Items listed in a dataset
-.-.-
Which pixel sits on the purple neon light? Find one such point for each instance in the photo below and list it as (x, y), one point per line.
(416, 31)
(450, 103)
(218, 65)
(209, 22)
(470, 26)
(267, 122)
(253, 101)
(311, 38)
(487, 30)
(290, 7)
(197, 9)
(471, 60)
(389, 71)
-.-.-
> **Exercise**: Copy the records above. Keep every word as it is.

> **Answer box**:
Which pixel sits on the purple neon light? Find one such point for each instance in the photo below and list it as (x, y), one point per line.
(416, 31)
(450, 103)
(218, 65)
(209, 22)
(470, 26)
(267, 122)
(253, 101)
(311, 38)
(487, 30)
(290, 7)
(197, 9)
(471, 60)
(389, 71)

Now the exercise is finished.